Swap "Identify" for "Locate" wherever it occurs in the records below, and reproduce them with no other changes. Omit the pictures from your answer.

The input:
========================================
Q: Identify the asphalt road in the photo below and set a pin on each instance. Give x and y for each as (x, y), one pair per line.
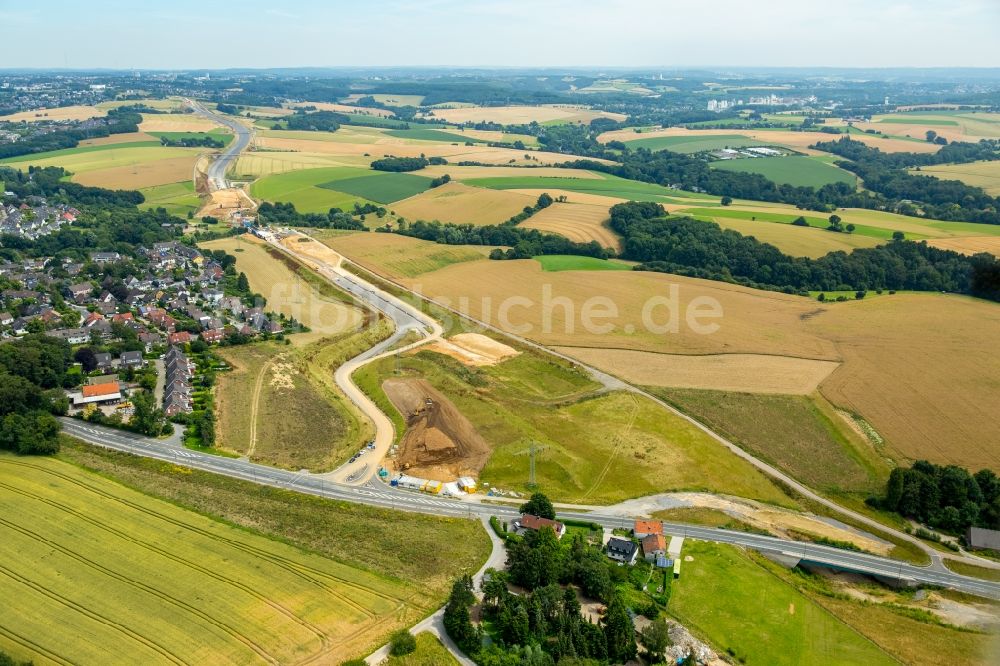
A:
(219, 167)
(376, 494)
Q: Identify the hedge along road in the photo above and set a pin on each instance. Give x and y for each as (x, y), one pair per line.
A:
(377, 494)
(407, 317)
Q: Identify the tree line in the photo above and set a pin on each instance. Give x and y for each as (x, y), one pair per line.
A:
(119, 121)
(686, 246)
(946, 497)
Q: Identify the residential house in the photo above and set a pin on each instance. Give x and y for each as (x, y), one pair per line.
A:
(131, 359)
(653, 546)
(644, 528)
(530, 523)
(622, 550)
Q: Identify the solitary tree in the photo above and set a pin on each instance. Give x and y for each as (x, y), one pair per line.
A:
(539, 505)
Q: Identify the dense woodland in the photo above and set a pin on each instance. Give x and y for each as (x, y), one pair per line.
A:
(945, 497)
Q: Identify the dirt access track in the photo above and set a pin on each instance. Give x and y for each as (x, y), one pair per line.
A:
(440, 443)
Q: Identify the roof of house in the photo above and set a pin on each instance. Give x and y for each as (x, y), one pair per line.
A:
(621, 546)
(979, 537)
(537, 523)
(648, 527)
(653, 543)
(94, 390)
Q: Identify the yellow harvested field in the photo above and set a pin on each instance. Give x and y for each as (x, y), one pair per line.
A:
(522, 115)
(462, 204)
(473, 349)
(799, 141)
(175, 122)
(377, 145)
(795, 241)
(397, 256)
(746, 373)
(969, 244)
(60, 113)
(252, 165)
(922, 369)
(576, 221)
(286, 292)
(753, 322)
(140, 175)
(345, 108)
(928, 389)
(978, 174)
(131, 137)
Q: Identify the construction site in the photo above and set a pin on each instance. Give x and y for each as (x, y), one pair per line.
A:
(440, 443)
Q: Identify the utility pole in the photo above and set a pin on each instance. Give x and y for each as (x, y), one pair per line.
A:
(531, 464)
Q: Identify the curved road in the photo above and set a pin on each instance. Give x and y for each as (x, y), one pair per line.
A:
(217, 170)
(407, 318)
(380, 495)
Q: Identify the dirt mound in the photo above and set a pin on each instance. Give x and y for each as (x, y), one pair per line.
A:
(440, 443)
(474, 349)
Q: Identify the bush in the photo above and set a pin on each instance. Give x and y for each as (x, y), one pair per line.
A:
(402, 642)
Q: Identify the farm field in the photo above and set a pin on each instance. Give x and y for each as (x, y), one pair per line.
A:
(741, 607)
(606, 185)
(894, 357)
(977, 174)
(302, 188)
(522, 115)
(578, 222)
(175, 122)
(592, 448)
(802, 434)
(462, 204)
(694, 144)
(798, 171)
(399, 256)
(952, 125)
(78, 112)
(271, 410)
(799, 141)
(569, 262)
(372, 142)
(795, 241)
(390, 99)
(384, 188)
(754, 373)
(89, 554)
(129, 166)
(176, 198)
(288, 289)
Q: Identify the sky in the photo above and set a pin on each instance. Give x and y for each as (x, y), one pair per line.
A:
(211, 34)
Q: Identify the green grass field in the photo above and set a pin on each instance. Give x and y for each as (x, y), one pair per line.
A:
(217, 134)
(693, 144)
(568, 262)
(177, 198)
(795, 170)
(801, 435)
(606, 185)
(130, 578)
(79, 150)
(745, 610)
(788, 218)
(433, 135)
(302, 189)
(592, 448)
(380, 187)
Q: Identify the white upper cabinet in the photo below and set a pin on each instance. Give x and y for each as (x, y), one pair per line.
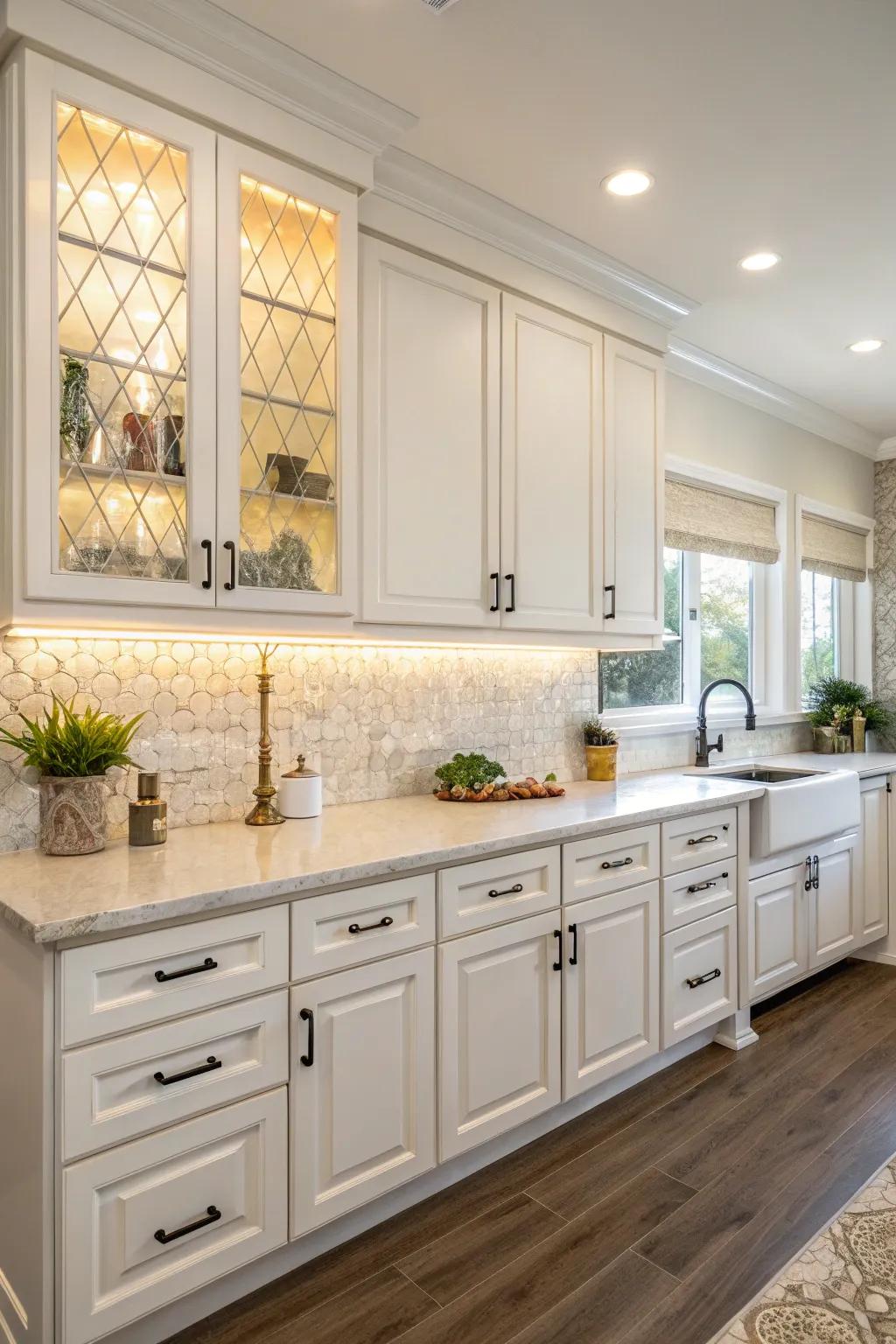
========================================
Written answer:
Q: Locate the asphalt road in the photo below and set a pin on each instance. Give x and y for each as (x, y), one pair per line.
A:
(219, 167)
(376, 494)
Q: Locate the hedge along road in the photo above and set a pin on each instance. Give x and y for each as (x, y), one pair per line.
A:
(377, 494)
(407, 317)
Q: Locate the tree line in the photo above and set a pin on each instance. Give x and y for each as (x, y), one pair per line.
A:
(119, 121)
(686, 246)
(946, 497)
Q: Locate the residential house in the photo above and set a pin on each instance. Give x and y for each as (x, y), one pair per line.
A:
(131, 359)
(653, 546)
(644, 528)
(530, 523)
(622, 550)
Q: Locate the solitary tree in the photo above and set a pin on each instance. Give x and y for each as (x, y), one pair per line.
A:
(539, 505)
Q: Locate the dense woodland in the photo above and set a pin on each instance. Give x and y for each as (x, y), one pair per line.
A:
(945, 497)
Q: Locate the dirt access track in the photo above and set a pin on each instance. Give x and y for each as (x, y), one pair per line.
A:
(440, 443)
Q: Locate the roof of house in the photo above and set a pin on each instance. Give x and y for each as (x, y), one pair per line.
A:
(621, 546)
(979, 537)
(537, 523)
(648, 527)
(653, 543)
(94, 390)
Q: Locate the yellow harvested field in the photo above and set a pin on each instance. Give x and y for each as (x, y), one pair per line.
A:
(522, 115)
(462, 204)
(473, 349)
(799, 141)
(175, 122)
(377, 145)
(795, 241)
(397, 256)
(746, 373)
(969, 244)
(60, 113)
(252, 165)
(922, 369)
(576, 221)
(286, 292)
(753, 322)
(140, 175)
(345, 108)
(928, 389)
(978, 174)
(131, 137)
Q: Locate the construction site in the photo above and set a pin on each instance. Give x and y for each as (x, y), one pair per line.
A:
(440, 443)
Q: Locate the utility pole in the photo above and set a pin on each instance. Give x and y for each as (x, y), one pair per line.
A:
(531, 464)
Q: Locate the curved road in the photo above and set a pin on each instance. Give x and y for each as (x, y), one pair per line.
A:
(217, 170)
(407, 318)
(380, 495)
Q: Locate the dirt mound in the photo above and set a pin on each instance. Give x and y for each as (x, y), one pair per line.
A:
(440, 443)
(474, 349)
Q: Locate the bush in the photo above and set a pin on each instance. Give x and y for each as (x, y), one pair per line.
A:
(402, 642)
Q: Locate the farm field in the photo above and set a pin on each instance. Give x and y for each as (x, y), one pair per line.
A:
(741, 607)
(606, 185)
(894, 357)
(977, 174)
(302, 188)
(522, 115)
(578, 222)
(175, 122)
(592, 448)
(802, 434)
(462, 204)
(694, 144)
(798, 171)
(399, 256)
(952, 125)
(78, 112)
(271, 410)
(799, 141)
(569, 262)
(372, 142)
(795, 241)
(390, 99)
(384, 188)
(754, 373)
(89, 554)
(129, 166)
(176, 198)
(288, 289)
Q: Locate the sky in the photo above and set a pin on each instance. Give x and y for each as (x, y), one pair per line.
A:
(211, 34)
Q: Locate the green grass field in the photo above and set a pin on each instance. Give x and y for each as (x, y), one pair per line.
A:
(217, 134)
(693, 144)
(568, 262)
(177, 198)
(795, 170)
(801, 435)
(606, 185)
(130, 578)
(79, 150)
(745, 610)
(788, 218)
(433, 135)
(302, 189)
(592, 448)
(380, 187)
Q: Locate the white upper cabinet in the photo below and set a pin on each instance. Give x and y for each as (x, y), one pair per line.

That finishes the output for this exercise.